● GIVEN EXERCISE A: In the letters on FDI in e-commerce retail, update the part that opens with the words containing "Updated - January" and closes with "in inventory-based e-tailing.", replacing "netizens" with "internet users".
● GIVEN EXERCISE B: According to the letters on FDI in e-commerce retail, why is the Centre's approval of 100 per cent FDI in e-commerce retail welcome? Answer in one to three sentences.
● GIVEN EXERCISE C: Continue the letters on FDI in e-commerce retail from the point where they stop.

● SUPPLIED TEXT:
start
FDI in retail bl-premium-article-image

Updated - January 20, 2018 at 06:17 AM.

This refers to the news ‘Centre allows 100% FDI in marketplace-based e-tailing’ (March 30). The e-commerce market has taken India by storm and is virtually transforming the shopping behaviour of the netizens in the country. The industry might cross a turnover of $16 billion this year and reach $100 billion by 2020, making it the fastest growing e-commerce market in the world.

E-tailing was lurching in the dark for want of policy clarity on FDI. Now the decision of the Centre has cleared the air. The policy has virtually ruled out FDI in inventory-based e-tailing.

Another progressive feature of the policy is that it permits the marketplace to provide support services to sellers in the form of warehousing, logistics, payment collection and other services.

Philip Sabu

Thrissur, Kerala That the Centre has said ‘yes’ to 100 per cent FDI in e-commerce retail business is welcome for three reasons. One, India can enhance its foreign exchange earnings considerably. Two, the consumption frontier of the people will increase. Three, the domestic retailers will have to step up to the plate to compete and sell commodities of good quality to consumers.

But at the same time, it is imperative that the foreigners do not dominate too much. The government must ensure that sub-standard products from foreign countries are not sold in our country.
end
● DATA ENTRIES:
start
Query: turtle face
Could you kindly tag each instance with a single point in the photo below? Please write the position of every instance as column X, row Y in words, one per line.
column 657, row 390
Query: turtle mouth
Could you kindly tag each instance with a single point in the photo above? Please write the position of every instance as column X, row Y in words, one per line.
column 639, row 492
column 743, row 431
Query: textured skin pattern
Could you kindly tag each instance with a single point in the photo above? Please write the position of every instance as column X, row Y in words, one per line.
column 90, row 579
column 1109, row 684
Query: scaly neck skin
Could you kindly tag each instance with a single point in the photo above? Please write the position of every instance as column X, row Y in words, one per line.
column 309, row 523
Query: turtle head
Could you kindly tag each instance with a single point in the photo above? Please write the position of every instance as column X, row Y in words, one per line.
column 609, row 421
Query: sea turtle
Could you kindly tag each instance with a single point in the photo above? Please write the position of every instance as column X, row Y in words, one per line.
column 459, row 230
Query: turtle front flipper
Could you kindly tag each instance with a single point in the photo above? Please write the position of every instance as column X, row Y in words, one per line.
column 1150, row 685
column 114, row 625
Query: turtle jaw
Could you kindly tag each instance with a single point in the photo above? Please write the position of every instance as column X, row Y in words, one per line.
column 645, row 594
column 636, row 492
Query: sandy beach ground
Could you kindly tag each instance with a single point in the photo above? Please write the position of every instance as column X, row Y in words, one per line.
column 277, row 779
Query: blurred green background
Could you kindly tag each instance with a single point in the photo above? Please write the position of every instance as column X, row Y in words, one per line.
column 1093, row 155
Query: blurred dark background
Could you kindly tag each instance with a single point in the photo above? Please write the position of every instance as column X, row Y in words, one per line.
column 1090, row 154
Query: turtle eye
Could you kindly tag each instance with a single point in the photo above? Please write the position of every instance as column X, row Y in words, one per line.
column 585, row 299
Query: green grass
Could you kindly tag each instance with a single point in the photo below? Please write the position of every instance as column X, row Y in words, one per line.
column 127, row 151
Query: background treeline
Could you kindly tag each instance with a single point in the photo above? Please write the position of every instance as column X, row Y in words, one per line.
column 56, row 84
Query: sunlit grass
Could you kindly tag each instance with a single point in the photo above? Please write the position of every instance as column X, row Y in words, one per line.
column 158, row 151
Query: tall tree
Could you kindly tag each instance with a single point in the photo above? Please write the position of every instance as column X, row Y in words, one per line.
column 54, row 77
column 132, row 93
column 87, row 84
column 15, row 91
end
● TASK RESULT A:
Updated - January 20, 2018 at 06:17 AM.

This refers to the news ‘Centre allows 100% FDI in marketplace-based e-tailing’ (March 30). The e-commerce market has taken India by storm and is virtually transforming the shopping behaviour of the internet users in the country. The industry might cross a turnover of $16 billion this year and reach $100 billion by 2020, making it the fastest growing e-commerce market in the world.

E-tailing was lurching in the dark for want of policy clarity on FDI. Now the decision of the Centre has cleared the air. The policy has virtually ruled out FDI in inventory-based e-tailing.

● TASK RESULT B: The letter welcomes it because India can raise its foreign exchange earnings considerably and people's consumption frontier will grow. It also says domestic retailers will have to step up, competing by selling good-quality commodities to consumers.

● TASK RESULT C:
S Ramakrishnasayee

Ranipet

Swachh Bharat

This refers to the editorial “Cleaning up India” ( March 29 ). It is disturbing that the government intends to micro-manage the corporate social responsibility (CSR) spend by way of reserving 30 per cent exclusively for Swachh Bharat. It should be understood that before the introduction of the mandatory 2 per cent CSR spend with effect from April 1, 2014, most big corporates were already engaged in voluntary CSR activities in fields such as education, health, sanitation, nutrition, conservation of environment, etc.

Over a period of time they achieved expertise these areas. That is why the Companies Act listed wide range of “permissible activities” under CSR spend. Now if the government directs the corporate to divert 30 per cent of their CSR spend to Swachh Bharat, it will require reallocation of resources from existing efficient use to relatively inefficient use. Trupti Goyal

Jodhpur

Proverbial camel in PWF tent

In Tamil Nadu, the People’s Welfare Front (PWF) was originally floated by VCK leader Thirumavalavan with both Communist parties as allies. Meanwhile, Vaiko who was deserted with the exit of most of his deputies and party cadres, slowly entered the PWF tent like the proverbial camel and grabbed the mantle from Thirumavalavan and started projecting himself as the de facto leader of PWF. Sensing the confusion in the mind of DMDK chief Vijayakanth, Vaiko played his cards carefully not only to get the DMDK to the PWF alliance but also to make Vijayakanth declare him (Vaiko) as the convenor of the new alliance.

Vaiko has succeeded in making Suthish, brother in law of Vijayakanth, announce that Vaiko would be the deputy CM if the PWF won the elections.

Tharcius S Fernando

Chennai

VAT’s the issue?

The Delhi government has cut value-added tax (VAT) rates on few items. It should be mandatory for all establishments to mention maximum retail prices (MRP) inclusive of all taxes and other levies as applicable to such items. It is strange that governments issue advertisements that say, “Do not pay more than the MRP”, knowing well that most restaurants charge VAT separately.

M Kumar

Email

Victory for common man

Vijay Mallya’s proposal to repay ₹4,000 crore to a consortium of banks is a victory for the common man faith in judiciary and conveys that state-run banks are not meant for charity but are here to do serious business.

One should also appreciate the legal case for expediting the process, which augurs well for good corporate governance.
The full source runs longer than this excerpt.